Material supplied -
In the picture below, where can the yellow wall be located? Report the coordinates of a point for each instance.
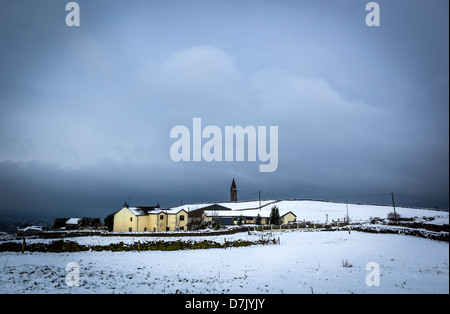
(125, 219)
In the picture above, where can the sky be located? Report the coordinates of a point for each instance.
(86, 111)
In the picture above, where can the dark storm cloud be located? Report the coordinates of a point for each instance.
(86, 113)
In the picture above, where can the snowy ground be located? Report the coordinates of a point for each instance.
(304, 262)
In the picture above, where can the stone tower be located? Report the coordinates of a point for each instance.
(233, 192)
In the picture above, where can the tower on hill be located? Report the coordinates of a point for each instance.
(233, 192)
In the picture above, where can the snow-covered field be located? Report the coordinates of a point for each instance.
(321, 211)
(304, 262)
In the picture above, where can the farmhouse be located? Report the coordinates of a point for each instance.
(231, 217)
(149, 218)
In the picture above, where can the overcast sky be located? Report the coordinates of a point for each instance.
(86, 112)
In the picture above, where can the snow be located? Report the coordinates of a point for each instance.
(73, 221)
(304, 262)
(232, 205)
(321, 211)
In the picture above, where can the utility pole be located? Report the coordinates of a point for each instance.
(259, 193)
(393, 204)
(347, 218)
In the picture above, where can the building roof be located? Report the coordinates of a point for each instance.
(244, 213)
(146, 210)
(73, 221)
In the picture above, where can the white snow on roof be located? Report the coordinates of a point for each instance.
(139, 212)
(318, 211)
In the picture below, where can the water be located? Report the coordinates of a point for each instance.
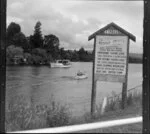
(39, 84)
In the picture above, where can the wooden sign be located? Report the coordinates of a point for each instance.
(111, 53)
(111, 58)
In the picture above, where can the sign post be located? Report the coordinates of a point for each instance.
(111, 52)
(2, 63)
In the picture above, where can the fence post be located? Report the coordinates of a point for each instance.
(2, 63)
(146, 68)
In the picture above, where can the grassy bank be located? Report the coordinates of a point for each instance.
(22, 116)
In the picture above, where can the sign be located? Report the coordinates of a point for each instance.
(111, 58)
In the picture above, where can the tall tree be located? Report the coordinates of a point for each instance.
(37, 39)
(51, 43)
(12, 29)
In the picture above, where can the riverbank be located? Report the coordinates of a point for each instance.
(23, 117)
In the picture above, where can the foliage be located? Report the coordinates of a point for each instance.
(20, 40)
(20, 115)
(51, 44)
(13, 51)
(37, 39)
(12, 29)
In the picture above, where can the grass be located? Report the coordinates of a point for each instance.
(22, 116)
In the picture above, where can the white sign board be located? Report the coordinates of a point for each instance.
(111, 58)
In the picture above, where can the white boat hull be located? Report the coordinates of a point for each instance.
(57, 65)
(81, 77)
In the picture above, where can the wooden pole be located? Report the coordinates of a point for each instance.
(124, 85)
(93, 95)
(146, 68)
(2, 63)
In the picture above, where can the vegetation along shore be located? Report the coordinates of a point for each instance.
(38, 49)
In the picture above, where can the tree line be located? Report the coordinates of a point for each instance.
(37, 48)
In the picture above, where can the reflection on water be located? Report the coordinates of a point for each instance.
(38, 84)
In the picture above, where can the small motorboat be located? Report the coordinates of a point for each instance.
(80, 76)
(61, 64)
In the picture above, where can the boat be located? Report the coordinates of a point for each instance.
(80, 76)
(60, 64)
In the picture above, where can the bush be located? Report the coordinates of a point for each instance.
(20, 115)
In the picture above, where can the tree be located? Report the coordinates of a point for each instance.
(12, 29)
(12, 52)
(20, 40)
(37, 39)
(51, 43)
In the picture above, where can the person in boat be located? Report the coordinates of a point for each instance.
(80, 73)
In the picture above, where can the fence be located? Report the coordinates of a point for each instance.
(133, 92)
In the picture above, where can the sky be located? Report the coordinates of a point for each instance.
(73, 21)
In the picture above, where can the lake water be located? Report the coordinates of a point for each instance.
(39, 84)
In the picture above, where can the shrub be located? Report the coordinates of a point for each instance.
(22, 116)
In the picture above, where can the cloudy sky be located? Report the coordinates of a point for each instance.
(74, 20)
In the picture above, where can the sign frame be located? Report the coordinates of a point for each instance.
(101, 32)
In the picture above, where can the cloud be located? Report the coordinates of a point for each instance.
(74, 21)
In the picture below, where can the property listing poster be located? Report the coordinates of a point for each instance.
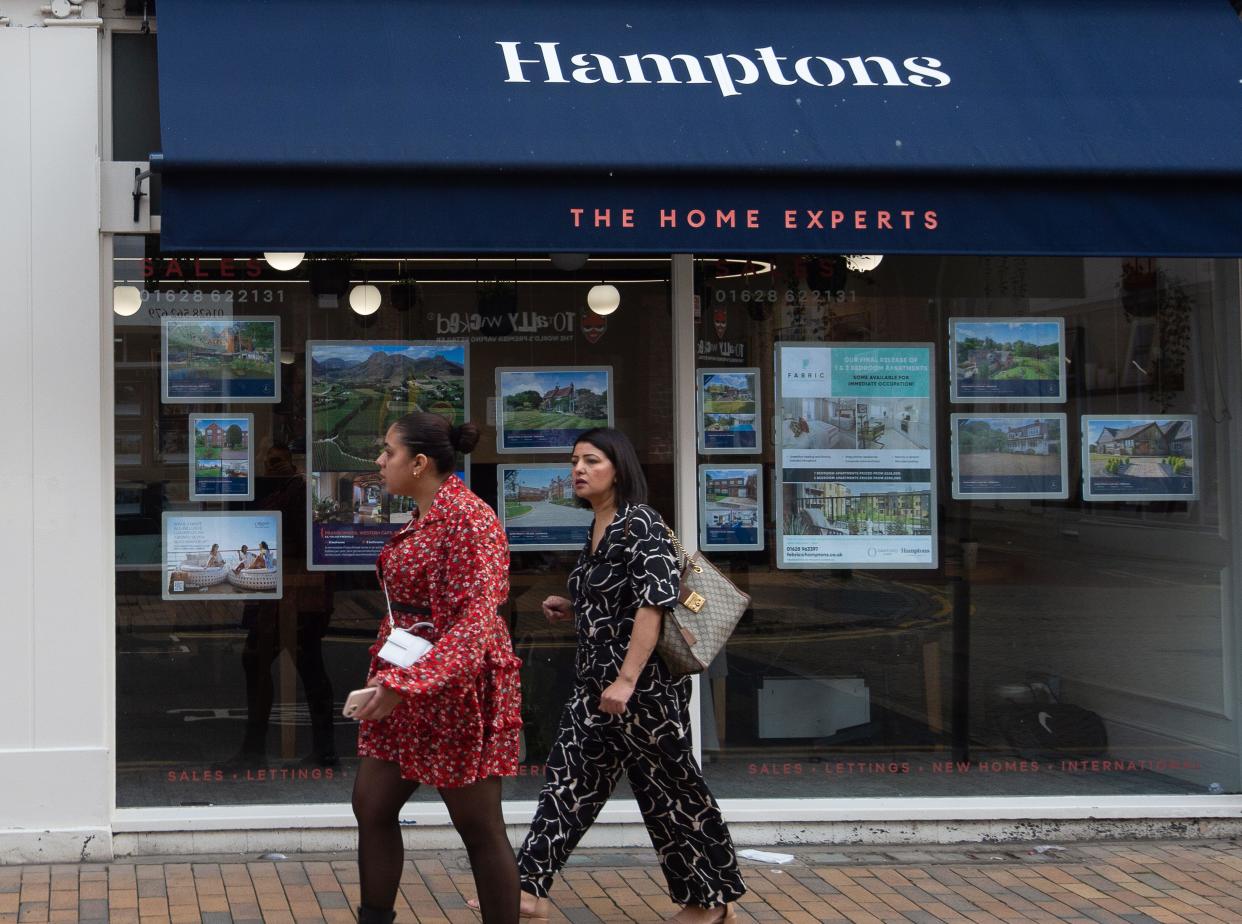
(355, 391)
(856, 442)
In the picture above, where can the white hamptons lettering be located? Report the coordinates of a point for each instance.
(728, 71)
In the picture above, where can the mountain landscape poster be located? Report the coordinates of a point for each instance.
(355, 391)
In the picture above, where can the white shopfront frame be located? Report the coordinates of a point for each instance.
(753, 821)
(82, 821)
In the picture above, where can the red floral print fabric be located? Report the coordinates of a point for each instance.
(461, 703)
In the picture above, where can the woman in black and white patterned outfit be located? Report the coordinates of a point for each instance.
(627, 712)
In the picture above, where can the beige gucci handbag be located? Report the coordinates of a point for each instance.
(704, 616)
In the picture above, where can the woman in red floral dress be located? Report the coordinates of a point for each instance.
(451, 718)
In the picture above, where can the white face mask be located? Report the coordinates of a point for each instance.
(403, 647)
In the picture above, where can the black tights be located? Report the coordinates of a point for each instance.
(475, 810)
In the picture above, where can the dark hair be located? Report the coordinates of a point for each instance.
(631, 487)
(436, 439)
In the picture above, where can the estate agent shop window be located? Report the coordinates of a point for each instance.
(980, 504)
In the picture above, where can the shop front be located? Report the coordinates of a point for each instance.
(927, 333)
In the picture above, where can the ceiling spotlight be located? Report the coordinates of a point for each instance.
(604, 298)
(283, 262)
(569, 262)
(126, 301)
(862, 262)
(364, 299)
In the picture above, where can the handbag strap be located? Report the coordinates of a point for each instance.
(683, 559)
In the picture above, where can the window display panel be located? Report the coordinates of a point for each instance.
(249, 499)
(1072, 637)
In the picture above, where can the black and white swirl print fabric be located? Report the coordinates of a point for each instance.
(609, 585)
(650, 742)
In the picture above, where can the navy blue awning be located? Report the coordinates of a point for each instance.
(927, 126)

Task objective - The data must be reproduced exactly, and no picture may appear in the copy.

Solution to this problem -
In the picture below, where can the yellow wall be located? Report the coordinates of a point for each instance.
(125, 219)
In the picture above, where can the sky be located? Report the coordinates of a point for each instance.
(86, 111)
In the picture above, where can the dark storm cloud be located? Report the coordinates of a point for each instance.
(86, 113)
In the picture above, where can the snowy ground be located? Report the coordinates of a point for each instance.
(304, 262)
In the picture above, where can the stone tower be located? Report the coordinates of a point for each instance.
(233, 192)
In the picture above, where can the tower on hill be located? Report the coordinates of a point for each instance.
(233, 192)
In the picture above, where can the snow-covered field be located? Report the coordinates of a point for each instance.
(321, 211)
(304, 262)
In the picture above, where can the farmhouse be located? Report the coordinates of a point for each instance.
(231, 217)
(149, 218)
In the picture above, where can the overcast sky be located? Report the coordinates of a point for each instance.
(86, 112)
In the picture above, where can the snow be located? Report the coordinates of a point for each instance.
(73, 221)
(304, 262)
(232, 205)
(321, 211)
In the picture above, where can the utility pole be located? Report the coordinates of a point for each instance.
(259, 193)
(393, 204)
(347, 218)
In the picture above, where can the building roof be located? Report the coordinates of a point for each instance.
(244, 213)
(146, 210)
(73, 221)
In the picture above, where can the white snow on roof be located? Report the coordinates of a point for each instance.
(139, 212)
(318, 211)
In the picture below, where can the water be located? Report the coordinates of a point for each instance.
(39, 84)
In the picture above, where can the wooden sign be located? Report the coordinates of a point for each instance.
(111, 53)
(111, 58)
In the picture above, where can the sign post be located? Report the coordinates of a point for each instance.
(111, 52)
(2, 63)
In the picture above, where can the fence post be located? Report the coordinates of a point for each instance.
(2, 63)
(146, 68)
In the picture above, where can the grassy bank be located? Report the coordinates of a point for each instance.
(22, 116)
In the picture above, where can the sign be located? Report the coordinates of a point for each instance.
(111, 58)
In the picture above, where can the tall tree be located? Report the coordinates of a point for each instance.
(37, 39)
(51, 43)
(12, 29)
In the picture above, where can the riverbank be located? Report the coordinates of a point for each instance.
(23, 117)
In the picture above, where can the foliage be located? Report the coordinates of a point for each instance.
(20, 40)
(20, 115)
(51, 44)
(13, 51)
(37, 39)
(12, 29)
In the picture above, where can the grass be located? Report the coordinates of a point for each instance.
(22, 116)
In the picture above, where can the white sign board be located? Report the coordinates of a point for each instance.
(111, 58)
In the picture above, where can the white boat hull be located? Report the coordinates of a point for each instance.
(57, 65)
(81, 77)
In the picture above, where can the wooden pole be located? Report the coordinates of a point for each instance.
(124, 85)
(93, 95)
(146, 68)
(2, 63)
In the picture above, where can the vegetation along shore be located? Report the coordinates of a point for each instance.
(38, 49)
In the picture above, where can the tree line be located? Report the coordinates of a point for each instance.
(37, 48)
In the picture above, where can the reflection on water be located? Report the coordinates of a point for each instance.
(38, 84)
In the picture above, where can the small motorboat be located? Report the coordinates of a point for each instance.
(80, 76)
(61, 64)
In the picture above, where can the boat be located? Report the coordinates of a point for each instance.
(80, 76)
(60, 64)
In the picture above, where can the bush be located? Report the coordinates of a point for each instance.
(20, 115)
In the picture above, where can the tree be located? Report the coordinates of a point for each instance.
(12, 29)
(12, 52)
(20, 40)
(37, 39)
(51, 43)
In the picture above, where can the person in boat be located? Report the coordinates of a point for each instance.
(80, 73)
In the picture above, where can the fence be located? Report the coordinates of a point for each instance.
(133, 92)
In the picture above, where can the sky be located? Report the coordinates of a point for each instance.
(73, 21)
In the picture above, where can the lake water be located? Report the coordinates of a point for each instance.
(39, 84)
In the picture above, where can the shrub be located? Report the coordinates of a point for each instance.
(22, 116)
In the picture above, where can the cloudy sky be located? Report the coordinates of a point for each instance.
(74, 20)
In the picture above, where can the sign frame be located? Report the coordinates of a point for each instance.
(101, 32)
In the picture above, where can the cloud be located? Report the coordinates of a point for each instance.
(74, 21)
In the picture below, where can the property listing poster be located? Report the coordinates of a point for each instance.
(355, 391)
(856, 442)
In the picture above, where can the white hamptons lettering be located? Report the coordinates of a point for each instance.
(728, 71)
In the picture above, where can the mountain landscape poster be located? Report the coordinates of a point for each instance.
(355, 391)
In the picture above, where can the white shopfront frame be located? Report the coordinates of a point for each instance.
(753, 821)
(82, 821)
In the picture above, where can the red floral print fabric be located? Report the coordinates of a point for each instance.
(461, 703)
In the picture above, where can the woman in black and white patterned outfit be located? Report the coordinates of a point for each instance.
(627, 712)
In the picture above, where can the beige gucci handbag be located? Report the coordinates of a point for each instance.
(704, 616)
In the picture above, where can the woman in red floral dress be located? Report the coordinates of a point for each instance.
(451, 718)
In the picture above, where can the white face mask be located? Report the coordinates of a point for each instance.
(403, 647)
In the picture above, where can the black tights be located? Report the coordinates of a point for each instance.
(475, 810)
In the picture above, where can the dark hair be located? Report the coordinates of a point for each instance.
(631, 487)
(436, 439)
In the picture above, where can the estate agent shop window be located? Report the coordinates of a point for each instance.
(980, 504)
In the picture above, where can the shop front be located? Report the coordinates of a point for each instance.
(927, 333)
In the picture above, where can the ceiling spotlight be located? Report the coordinates of a point for each instance.
(604, 298)
(283, 262)
(569, 262)
(126, 301)
(862, 262)
(364, 299)
In the picture above, where can the handbag strap be located? Report the coordinates of a point for each instance.
(683, 559)
In the picture above, where can the window display panel be located? Report the coordinates of a point for each instance.
(249, 499)
(1072, 637)
In the picture above, where can the black and white swirl print fabric be located? Report the coordinates of a point for each instance.
(609, 585)
(650, 742)
In the picture above, where can the navy blue awning be located? Report the coordinates of a point for each instance.
(927, 126)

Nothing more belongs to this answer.